**AIM**
Exactly repeat the full listing that follows.

**PROVIDED ENTRIES**
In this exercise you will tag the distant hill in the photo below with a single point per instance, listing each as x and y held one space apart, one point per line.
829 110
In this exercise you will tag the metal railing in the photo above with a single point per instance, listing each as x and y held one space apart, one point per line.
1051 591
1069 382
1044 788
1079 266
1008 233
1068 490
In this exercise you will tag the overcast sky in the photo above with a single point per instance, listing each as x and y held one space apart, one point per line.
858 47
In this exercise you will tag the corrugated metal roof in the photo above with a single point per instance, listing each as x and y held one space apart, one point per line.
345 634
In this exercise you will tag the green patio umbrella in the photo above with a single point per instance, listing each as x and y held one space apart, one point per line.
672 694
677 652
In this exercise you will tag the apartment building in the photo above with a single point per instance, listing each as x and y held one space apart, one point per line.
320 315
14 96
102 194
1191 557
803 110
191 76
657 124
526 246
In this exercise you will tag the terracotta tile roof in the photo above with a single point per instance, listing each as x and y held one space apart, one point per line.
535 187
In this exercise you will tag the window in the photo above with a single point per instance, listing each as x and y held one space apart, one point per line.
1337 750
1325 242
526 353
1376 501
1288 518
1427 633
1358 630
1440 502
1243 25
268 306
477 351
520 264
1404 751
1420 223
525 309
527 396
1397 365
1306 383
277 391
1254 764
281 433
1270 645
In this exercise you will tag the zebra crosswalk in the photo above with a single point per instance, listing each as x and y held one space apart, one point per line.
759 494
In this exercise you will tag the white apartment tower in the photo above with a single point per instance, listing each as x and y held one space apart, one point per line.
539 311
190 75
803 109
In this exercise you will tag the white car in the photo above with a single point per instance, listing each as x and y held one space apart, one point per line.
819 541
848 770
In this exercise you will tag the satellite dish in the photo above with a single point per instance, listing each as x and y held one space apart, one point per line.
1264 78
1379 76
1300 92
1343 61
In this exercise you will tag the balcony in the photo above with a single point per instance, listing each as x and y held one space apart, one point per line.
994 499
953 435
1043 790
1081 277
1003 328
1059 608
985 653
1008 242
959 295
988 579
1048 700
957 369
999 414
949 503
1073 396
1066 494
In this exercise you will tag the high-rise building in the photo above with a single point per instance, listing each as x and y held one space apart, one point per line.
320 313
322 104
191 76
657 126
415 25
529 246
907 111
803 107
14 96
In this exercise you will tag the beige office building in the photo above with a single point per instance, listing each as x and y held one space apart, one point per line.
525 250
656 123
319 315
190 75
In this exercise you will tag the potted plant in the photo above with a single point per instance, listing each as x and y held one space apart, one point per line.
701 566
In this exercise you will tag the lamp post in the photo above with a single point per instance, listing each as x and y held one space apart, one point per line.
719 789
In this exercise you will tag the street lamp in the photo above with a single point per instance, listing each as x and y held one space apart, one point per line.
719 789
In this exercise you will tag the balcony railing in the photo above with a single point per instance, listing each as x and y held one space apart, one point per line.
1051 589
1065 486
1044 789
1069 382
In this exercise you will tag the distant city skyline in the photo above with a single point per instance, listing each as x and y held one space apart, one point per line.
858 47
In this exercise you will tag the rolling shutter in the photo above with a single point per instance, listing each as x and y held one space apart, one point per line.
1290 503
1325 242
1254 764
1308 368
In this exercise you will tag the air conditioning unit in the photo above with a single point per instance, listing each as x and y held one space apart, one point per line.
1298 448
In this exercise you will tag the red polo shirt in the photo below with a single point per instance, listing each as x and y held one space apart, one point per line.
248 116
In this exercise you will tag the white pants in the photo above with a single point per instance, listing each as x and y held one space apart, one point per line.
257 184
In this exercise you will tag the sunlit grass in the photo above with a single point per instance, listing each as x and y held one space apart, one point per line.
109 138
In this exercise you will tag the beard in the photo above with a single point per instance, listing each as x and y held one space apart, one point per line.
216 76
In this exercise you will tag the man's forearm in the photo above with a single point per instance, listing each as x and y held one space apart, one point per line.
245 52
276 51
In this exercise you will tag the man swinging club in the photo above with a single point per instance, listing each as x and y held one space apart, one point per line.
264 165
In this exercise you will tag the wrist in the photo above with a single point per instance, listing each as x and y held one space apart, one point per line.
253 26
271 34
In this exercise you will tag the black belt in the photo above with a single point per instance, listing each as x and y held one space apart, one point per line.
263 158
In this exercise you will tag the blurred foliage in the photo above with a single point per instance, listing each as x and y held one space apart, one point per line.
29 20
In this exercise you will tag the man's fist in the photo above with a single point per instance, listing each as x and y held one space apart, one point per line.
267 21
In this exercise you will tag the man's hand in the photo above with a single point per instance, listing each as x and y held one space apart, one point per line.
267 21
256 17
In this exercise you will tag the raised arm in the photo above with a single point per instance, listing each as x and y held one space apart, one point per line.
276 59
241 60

**SOLUTION FOR THIS EXERCISE**
In this exercise you will tag the distant hill in the photo below with a single point per instance, listing each as x and y held one space apart, one point per line.
829 110
In this exercise you will tag the metal railing in the photo above with a single point per instance, listing each as x and y held one space apart, one point per line.
1051 591
1069 382
1044 788
1079 266
1008 233
1068 490
In this exercise you will tag the overcast sky in the photo above with a single point per instance, listing each as x and y held one space apart, one point per line.
858 47
In this exercise you will tag the corrugated metal roof in the photo above with a single point per instance, listing each as x and y held one space apart, one point per line.
345 634
In this exercise you will tag the green patio umbrella in the photo above with a single point per instance, listing each as x and y held one space apart, one point per line.
672 694
677 652
In this exercise you will tag the apartment building in the photo above with a single point per instance, listing each as x and y held one space apart, one point per line.
320 315
14 96
102 194
1191 557
803 110
191 76
657 124
526 246
In this exercise you will tag the terracotta tile roof in the photo above with a single point per instance, listing each as x and y held one space apart, one point per line.
535 187
In this exercise you will tag the window in the photo above with a single point per instance, listing each as x and y held one space apart, one point per line.
1337 750
1325 242
526 353
1376 501
1288 518
1427 633
1358 630
1440 502
1243 25
268 306
477 351
520 264
1404 751
1420 223
525 309
527 396
1397 365
1306 383
277 391
1254 764
281 433
1270 645
In this exercise you will tag the zebra crosswalk in the photo above with a single point per instance, listing each as x and y held one space apart, one point per line.
759 494
In this exercise you will tag the white apartment tower in the photo above with a single point per instance, listing each as x and y held one space apart, one point per line.
539 311
190 75
803 109
In this exercise you will tag the white car in the photo above with a single point per instance, listing each as x and y held one space apart, one point per line.
819 541
848 770
In this exercise you will tag the satellite dish in the photo above with a single point per instance, listing each as x and y held one space apart, one point per line.
1264 78
1379 76
1300 92
1343 61
In this exercise you will tag the balcony in the photo above with a single point per instance, listing each as x and y held one space apart, one point per line.
994 499
953 435
1043 790
1081 277
1003 328
1059 608
985 653
1008 242
959 295
988 579
1048 700
957 369
999 414
949 503
1073 396
1066 494
In this exercise you will tag the high-rise building in the photo above with a single point per instance, listing each as x and y held one space apart, one point per line.
320 313
322 104
191 76
657 126
415 25
529 246
907 111
803 107
14 96
In this exercise you will tag the beige office building in the photo above with a single point per instance, listing each as x and y held one space apart, one point per line.
525 250
656 123
319 315
190 75
In this exercise you will tag the potted plant in the photo above with a single point per instance, listing each as x and y held one space apart, one point per line.
701 566
In this exercise you will tag the lamp post in the photo above with a single point per instance, listing each as x and y held one space apart, one point per line.
719 789
In this exercise you will tag the street lamp in the photo above with a single point per instance, listing each as x and y held one space apart, one point per line.
719 789
In this exercise you will tag the balcony railing in the photo above with a single point per instance, listing each as x and y held one space apart, one point per line.
1051 589
1065 486
1044 789
1069 382
In this exercise you will tag the distant city skyline in the photo above with a single point per instance, listing each as x and y held one space apart, one point per line.
858 47
In this exercise you will tag the rolling shutter in the photo above with a single point per instance, listing each as x and y held one space apart, one point per line.
1290 503
1325 242
1254 764
1308 368
In this exercise you will tag the air conditioning unit in the photo above with a single point per instance, listing each as x and y held one space apart, one point per line.
1298 448
In this exercise you will tag the red polo shirt in the photo below with a single point per instance, listing each as x and y held one space apart, one point per line.
248 116
In this exercise you will tag the white pants in the photo above with a single point per instance, listing each as x and y held one space apart, one point per line.
257 184
In this exercise you will tag the sunlit grass in the photo above with a single point per instance, listing each as x and y held one space apart, one point per line.
109 138
In this exercise you will tag the beard in the photo above with a single point per instance, listing each as x and y held one space apart, one point per line.
216 76
In this exercise you will tag the man's forearm in the photo above with a single point per instance, listing each as x and y held one space apart, one point per line.
245 52
276 51
In this exercise you will tag the man swinging club in the photo above with a single point per instance, listing each as x and y held one space apart, one point per line.
264 165
In this exercise you will tag the wrist in the photo above with a single point per instance, listing each as x and y held one space apart, one point per line.
253 26
271 34
In this exercise you will tag the black belt in the photo above with a single point per instance, listing each as x and y held one space apart, one point per line.
263 158
In this exercise you will tag the blurred foliage in the photo above with a single point per instance, listing each as x and y held one space apart, one point per line.
29 20
In this exercise you will tag the man's fist in the photo above with a single point per instance, listing each as x and y held one space apart, one point per line.
267 21
In this exercise you will tag the man's hand in the photo above with a single point per instance, listing each as x and y held one space apart, one point per line.
267 21
256 17
In this exercise you will tag the raised arm in the photo above with a single point per instance, listing each as x and y held one space apart, one point per line.
276 59
241 60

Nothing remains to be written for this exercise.